Stored records
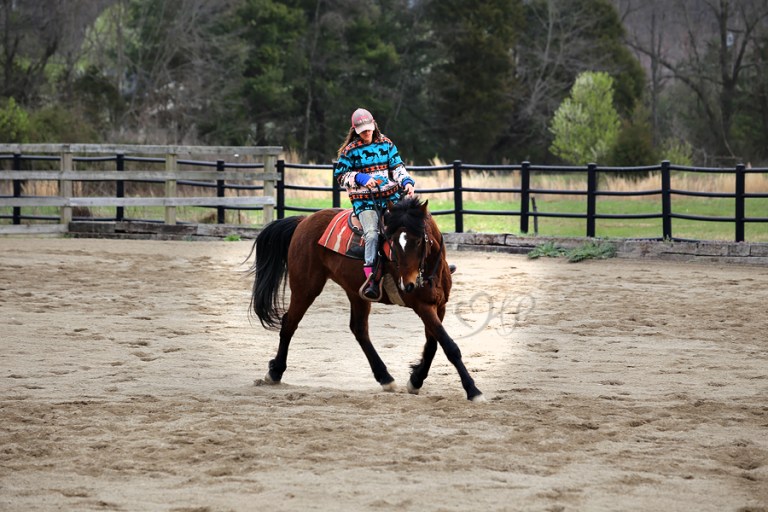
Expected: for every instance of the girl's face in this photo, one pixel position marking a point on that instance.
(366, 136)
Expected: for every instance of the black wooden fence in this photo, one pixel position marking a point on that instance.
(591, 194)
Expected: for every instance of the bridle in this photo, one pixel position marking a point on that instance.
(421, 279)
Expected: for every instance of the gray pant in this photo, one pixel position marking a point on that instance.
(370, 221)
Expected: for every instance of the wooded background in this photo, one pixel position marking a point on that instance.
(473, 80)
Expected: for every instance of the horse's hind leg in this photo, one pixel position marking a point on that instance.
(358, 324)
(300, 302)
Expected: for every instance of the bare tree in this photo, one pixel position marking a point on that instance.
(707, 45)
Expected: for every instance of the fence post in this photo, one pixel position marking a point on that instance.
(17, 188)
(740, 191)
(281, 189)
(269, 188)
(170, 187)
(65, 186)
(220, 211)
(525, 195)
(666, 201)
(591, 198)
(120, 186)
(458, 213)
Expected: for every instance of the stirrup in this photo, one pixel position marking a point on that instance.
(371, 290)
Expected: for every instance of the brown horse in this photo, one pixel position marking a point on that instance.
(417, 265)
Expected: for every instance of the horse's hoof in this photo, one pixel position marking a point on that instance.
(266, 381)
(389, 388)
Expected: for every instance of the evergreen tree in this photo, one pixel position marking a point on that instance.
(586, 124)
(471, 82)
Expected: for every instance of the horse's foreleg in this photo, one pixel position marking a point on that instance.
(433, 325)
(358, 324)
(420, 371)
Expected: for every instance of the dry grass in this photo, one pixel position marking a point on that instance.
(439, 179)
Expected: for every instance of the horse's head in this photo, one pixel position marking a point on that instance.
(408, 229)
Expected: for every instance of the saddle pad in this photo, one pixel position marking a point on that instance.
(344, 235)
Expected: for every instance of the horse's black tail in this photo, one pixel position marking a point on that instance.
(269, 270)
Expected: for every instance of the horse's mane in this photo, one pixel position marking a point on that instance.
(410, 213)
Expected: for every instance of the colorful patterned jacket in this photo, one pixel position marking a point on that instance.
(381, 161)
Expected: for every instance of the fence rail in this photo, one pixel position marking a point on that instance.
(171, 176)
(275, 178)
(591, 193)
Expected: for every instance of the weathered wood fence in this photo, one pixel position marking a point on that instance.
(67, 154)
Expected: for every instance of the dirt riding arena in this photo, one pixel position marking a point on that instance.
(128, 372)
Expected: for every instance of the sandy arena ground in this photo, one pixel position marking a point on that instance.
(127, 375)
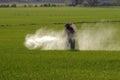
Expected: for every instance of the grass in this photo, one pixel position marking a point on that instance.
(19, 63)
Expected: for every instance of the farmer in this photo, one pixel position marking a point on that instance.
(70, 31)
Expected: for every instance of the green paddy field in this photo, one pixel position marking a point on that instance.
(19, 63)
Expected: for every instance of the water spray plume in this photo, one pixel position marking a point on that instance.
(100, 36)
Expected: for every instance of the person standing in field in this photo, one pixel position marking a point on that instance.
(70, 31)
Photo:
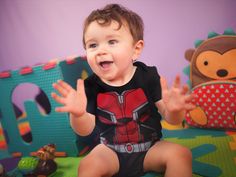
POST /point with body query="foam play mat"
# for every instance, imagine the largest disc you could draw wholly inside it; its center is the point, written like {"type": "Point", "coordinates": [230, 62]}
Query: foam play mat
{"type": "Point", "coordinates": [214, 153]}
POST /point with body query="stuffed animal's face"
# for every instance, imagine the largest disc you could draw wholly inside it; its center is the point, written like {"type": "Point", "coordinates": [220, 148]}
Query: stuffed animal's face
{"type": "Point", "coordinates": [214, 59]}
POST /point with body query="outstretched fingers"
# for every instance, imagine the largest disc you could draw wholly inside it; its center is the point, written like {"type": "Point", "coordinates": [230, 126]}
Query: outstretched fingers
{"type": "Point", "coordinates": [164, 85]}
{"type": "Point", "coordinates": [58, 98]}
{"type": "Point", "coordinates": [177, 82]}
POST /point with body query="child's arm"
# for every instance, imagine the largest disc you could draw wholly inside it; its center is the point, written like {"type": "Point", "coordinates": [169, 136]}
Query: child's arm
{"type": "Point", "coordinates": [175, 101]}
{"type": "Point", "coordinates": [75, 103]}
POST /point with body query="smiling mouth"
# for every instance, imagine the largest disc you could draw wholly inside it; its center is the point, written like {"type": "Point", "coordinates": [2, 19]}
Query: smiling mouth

Task directions
Write out the data precisely as given, excluding the pictures.

Finished exercise
Expected: for every instance of the girl's face in this photo, one pixel position marking a point on that instance.
(366, 136)
Expected: for every instance of the black wooden fence in this photo, one pixel position marking a point on that instance.
(591, 194)
Expected: for every instance of the bridle in this photo, one pixel position marking a point on that instance.
(421, 279)
Expected: for every instance of the gray pant in this photo, one pixel position marking a point on that instance.
(370, 221)
Expected: for every instance of the wooded background in this photo, one pixel position marking a point on that instance.
(473, 80)
Expected: for every instance of the horse's hind leg in this photo, one pixel position marking a point on that instance.
(358, 324)
(300, 302)
Expected: for every instance of the bare tree in this photo, one pixel position marking a point on that instance.
(707, 45)
Expected: for every instance of the fence post in this photo, one pixel position marking a point on that instance.
(17, 188)
(740, 191)
(281, 189)
(269, 188)
(170, 187)
(65, 186)
(220, 211)
(525, 195)
(666, 201)
(591, 198)
(120, 186)
(458, 213)
Expected: for every instance of the stirrup in this photo, one pixel position marking a point on that instance.
(371, 290)
Expected: for every instance of the brown horse in this photo, one pixel position marking a point on that instance.
(417, 265)
Expected: for every instance of the horse's hoof in this photo, one pixel position marking a point on that instance.
(266, 381)
(389, 388)
Expected: for every instance of the evergreen tree in this photo, one pixel position marking a point on that instance.
(586, 124)
(471, 82)
Expected: for every instance of the horse's foreleg in this photo, one pixel position marking a point on that instance.
(433, 325)
(358, 324)
(420, 371)
Expected: for every instance of the dry grass in this photo, one pixel position marking a point on that instance.
(439, 179)
Expected: for every instance of the horse's head in this photo, one pixel position marking a point on that instance.
(408, 229)
Expected: for every instance of the saddle pad in this photo, one pixel position marking a point on that instance.
(344, 235)
Expected: for every instance of the horse's black tail in this photo, one pixel position marking a point on that instance.
(269, 270)
Expected: for every instance of the horse's mane in this photo, one pixel position marking a point on that instance.
(410, 213)
Expected: for every instance of the colorful patterned jacket in this photo, one pixel position marking a point on that instance.
(381, 161)
Expected: for every instance of the fence rail in this photo, one pixel position marking a point on that instance.
(171, 176)
(275, 178)
(591, 193)
Expected: for every instance of the weathered wood fence in this photo, one pixel position marking a point on that instance.
(67, 154)
Expected: for every instance of the dirt riding arena in this photo, one pixel position marking a point on that instance.
(128, 372)
Expected: for every instance of the sandy arena ground in this photo, one pixel position marking a point on that instance.
(127, 375)
Expected: for every instance of the grass in this photo, one pixel position marking a point on that instance.
(19, 63)
Expected: for every instance of the farmer in this photo, one pixel position marking a point on that instance.
(70, 31)
Expected: for every instance of the green paddy field in this photo, one pixel position marking a point on that instance.
(19, 63)
Expected: for every instance of the water spray plume in this photo, one pixel position marking a point on that instance.
(100, 36)
Expected: for every instance of the person standing in field in this photo, one pixel position marking a point on that instance.
(70, 31)
Photo:
POST /point with body query="foam play mat"
# for every instance, imagine the largest disc you could draw wholly inside it; its center is the point, written like {"type": "Point", "coordinates": [230, 62]}
Query: foam play mat
{"type": "Point", "coordinates": [214, 153]}
POST /point with body query="stuffed animal's face"
# for every instance, imagine the largest disc you could draw wholly inside it; its center is the point, written like {"type": "Point", "coordinates": [220, 148]}
Query: stuffed animal's face
{"type": "Point", "coordinates": [214, 59]}
POST /point with body query="outstretched fingers"
# for every instance, imagine the largest disc you could draw wholly inside it; its center is the point, written like {"type": "Point", "coordinates": [230, 126]}
Query: outstretched fingers
{"type": "Point", "coordinates": [164, 85]}
{"type": "Point", "coordinates": [58, 98]}
{"type": "Point", "coordinates": [177, 82]}
POST /point with body query="child's arm"
# for every instance, imagine the largest disc you could draw wholly inside it; its center is the point, written like {"type": "Point", "coordinates": [169, 136]}
Query: child's arm
{"type": "Point", "coordinates": [175, 101]}
{"type": "Point", "coordinates": [75, 103]}
POST /point with body query="smiling mouth"
# for every instance, imagine the largest disc you could draw wholly inside it; its center is the point, written like {"type": "Point", "coordinates": [2, 19]}
Query: smiling mouth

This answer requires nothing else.